*SOURCE DOCUMENT*.
Earlier this week the book world suffered a major blow when longtime bookseller David Thompson passed away unexpectedly. David worked at Murder By the Book in Houston, one of the country's preeminent mystery bookstores, for 21 years--his entire adult life--and to call him a legend in the industry is not an exaggeration.
I don't know how to comprehend this tragedy. Others knew him better, longer, shared more in common. Still, I miss him. His death seems so terribly unfair. I grieve for him and for the pain felt by his family, friends, and everyone who ever came into contact with him. To know David was to love him.
I knew of "David at Murder By the Book," as my sales reps referred to him in telling me stories, back when I was a buyer at BookPeople and long before I ever met him. Someone so respected and with so much experience--I was shocked when I finally did meet him (in my capacity as a rep for Random House) years later, shocked that David was my age, in his 30's. The book industry by-and-large is a world populated primarily by an old guard of the stalwarts who've run the best stores and the best presses for decades, and then another group of the young booksellers making less than $10 an hour hocking their favorites while figuring out what to do with their lives. David was that rare individual who was experienced but not embittered, young but not looking for "a real job," a man who'd found his love as a 17 year old stocking shelves at a mystery bookstore and made it his life.

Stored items

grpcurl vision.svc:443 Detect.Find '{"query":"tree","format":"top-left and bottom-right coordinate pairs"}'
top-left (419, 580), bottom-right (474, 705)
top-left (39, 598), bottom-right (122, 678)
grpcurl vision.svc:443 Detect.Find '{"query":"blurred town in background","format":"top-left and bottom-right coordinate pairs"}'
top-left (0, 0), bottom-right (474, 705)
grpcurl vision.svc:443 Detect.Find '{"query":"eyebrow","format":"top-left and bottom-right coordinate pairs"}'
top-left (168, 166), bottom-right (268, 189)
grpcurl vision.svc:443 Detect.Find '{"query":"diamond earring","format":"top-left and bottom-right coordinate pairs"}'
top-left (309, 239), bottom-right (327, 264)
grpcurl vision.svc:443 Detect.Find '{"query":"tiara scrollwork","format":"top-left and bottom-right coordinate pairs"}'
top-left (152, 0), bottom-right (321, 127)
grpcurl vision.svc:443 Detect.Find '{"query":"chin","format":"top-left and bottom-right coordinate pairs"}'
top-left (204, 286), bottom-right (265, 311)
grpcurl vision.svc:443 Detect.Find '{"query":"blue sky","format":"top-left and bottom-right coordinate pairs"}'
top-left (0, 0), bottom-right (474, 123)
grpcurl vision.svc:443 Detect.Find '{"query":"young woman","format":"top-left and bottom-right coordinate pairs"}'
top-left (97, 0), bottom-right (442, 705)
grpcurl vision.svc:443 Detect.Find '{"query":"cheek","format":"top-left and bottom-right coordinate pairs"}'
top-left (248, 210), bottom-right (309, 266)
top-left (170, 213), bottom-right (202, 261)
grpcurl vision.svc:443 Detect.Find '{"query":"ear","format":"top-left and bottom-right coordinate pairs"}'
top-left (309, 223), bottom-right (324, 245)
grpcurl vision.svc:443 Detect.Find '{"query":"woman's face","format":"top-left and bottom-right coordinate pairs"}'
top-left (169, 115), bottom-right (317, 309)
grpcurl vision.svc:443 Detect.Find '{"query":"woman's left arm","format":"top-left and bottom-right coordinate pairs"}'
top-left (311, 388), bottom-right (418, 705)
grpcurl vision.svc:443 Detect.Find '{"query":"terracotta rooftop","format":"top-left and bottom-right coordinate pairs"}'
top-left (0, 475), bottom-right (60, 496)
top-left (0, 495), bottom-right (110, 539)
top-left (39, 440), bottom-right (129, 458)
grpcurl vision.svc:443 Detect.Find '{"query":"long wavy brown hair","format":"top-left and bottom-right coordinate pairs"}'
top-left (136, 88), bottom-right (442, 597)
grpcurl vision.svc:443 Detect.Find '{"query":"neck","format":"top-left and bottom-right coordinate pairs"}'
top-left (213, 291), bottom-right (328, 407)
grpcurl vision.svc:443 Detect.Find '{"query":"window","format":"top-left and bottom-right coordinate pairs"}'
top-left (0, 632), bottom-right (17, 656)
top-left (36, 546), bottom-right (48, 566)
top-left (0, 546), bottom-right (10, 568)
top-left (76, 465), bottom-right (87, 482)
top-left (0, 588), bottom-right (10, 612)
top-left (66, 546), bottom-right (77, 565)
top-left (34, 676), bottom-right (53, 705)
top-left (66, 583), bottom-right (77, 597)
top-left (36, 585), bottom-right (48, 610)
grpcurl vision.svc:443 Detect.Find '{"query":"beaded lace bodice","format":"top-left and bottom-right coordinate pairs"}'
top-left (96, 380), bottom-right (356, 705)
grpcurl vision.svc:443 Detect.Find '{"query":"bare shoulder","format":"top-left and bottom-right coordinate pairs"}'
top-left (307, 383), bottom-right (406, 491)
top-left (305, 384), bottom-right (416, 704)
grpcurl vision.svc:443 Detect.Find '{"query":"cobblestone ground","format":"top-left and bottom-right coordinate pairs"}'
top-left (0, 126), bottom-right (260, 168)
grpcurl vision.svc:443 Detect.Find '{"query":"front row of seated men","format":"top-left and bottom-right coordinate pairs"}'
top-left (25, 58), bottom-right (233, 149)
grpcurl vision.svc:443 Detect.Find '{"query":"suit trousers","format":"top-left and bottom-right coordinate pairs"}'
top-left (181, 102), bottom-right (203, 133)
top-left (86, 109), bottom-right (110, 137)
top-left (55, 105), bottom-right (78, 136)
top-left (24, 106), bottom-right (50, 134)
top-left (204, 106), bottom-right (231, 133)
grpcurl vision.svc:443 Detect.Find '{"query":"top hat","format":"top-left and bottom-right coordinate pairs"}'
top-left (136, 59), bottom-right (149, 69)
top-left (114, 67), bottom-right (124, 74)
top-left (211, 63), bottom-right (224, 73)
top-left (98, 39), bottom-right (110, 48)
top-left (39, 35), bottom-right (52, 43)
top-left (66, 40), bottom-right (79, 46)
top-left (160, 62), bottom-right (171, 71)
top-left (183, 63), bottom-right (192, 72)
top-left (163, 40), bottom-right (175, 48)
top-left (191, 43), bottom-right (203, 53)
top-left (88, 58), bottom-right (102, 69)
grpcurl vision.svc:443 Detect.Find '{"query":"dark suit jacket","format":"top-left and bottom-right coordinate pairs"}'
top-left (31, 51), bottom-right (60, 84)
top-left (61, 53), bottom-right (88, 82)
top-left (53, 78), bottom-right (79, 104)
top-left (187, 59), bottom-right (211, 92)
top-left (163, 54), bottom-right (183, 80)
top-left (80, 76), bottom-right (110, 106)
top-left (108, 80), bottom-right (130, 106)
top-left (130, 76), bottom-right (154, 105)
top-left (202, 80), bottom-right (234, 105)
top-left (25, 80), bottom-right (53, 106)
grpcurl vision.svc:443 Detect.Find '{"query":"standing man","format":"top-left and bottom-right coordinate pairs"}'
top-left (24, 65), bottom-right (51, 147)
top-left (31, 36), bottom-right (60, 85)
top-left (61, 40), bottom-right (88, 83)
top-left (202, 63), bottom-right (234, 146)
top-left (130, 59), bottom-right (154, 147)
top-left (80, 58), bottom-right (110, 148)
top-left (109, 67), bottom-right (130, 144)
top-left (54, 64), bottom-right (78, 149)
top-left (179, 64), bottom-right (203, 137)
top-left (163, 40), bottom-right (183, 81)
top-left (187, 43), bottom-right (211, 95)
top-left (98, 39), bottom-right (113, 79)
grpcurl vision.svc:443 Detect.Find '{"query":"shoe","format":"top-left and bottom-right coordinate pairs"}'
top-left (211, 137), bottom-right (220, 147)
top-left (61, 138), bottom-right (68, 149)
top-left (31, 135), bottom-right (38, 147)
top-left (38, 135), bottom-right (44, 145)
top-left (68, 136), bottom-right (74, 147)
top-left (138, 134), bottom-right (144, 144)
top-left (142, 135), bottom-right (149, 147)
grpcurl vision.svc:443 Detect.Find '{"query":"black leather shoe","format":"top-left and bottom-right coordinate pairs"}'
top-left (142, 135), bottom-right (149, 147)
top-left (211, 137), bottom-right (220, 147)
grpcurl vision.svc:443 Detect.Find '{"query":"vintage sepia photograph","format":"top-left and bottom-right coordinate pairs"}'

*YOUR TASKS*.
1 – Print the passage of the tribute to David Thompson starting with "I don't know" and going on through "to love him.".
2 – According to the tribute to David Thompson, for how many years did he work at Murder By the Book?
3 – Render this sentence from the tribute to David Thompson in Spanish: "To know David was to love him."
The listing has no connection to the tribute to David Thompson.

*ANSWERS TO THE EXERCISES*.
1 –
I don't know how to comprehend this tragedy. Others knew him better, longer, shared more in common. Still, I miss him. His death seems so terribly unfair. I grieve for him and for the pain felt by his family, friends, and everyone who ever came into contact with him. To know David was to love him.

2 – 21 years

3 – Conocer a David era quererlo.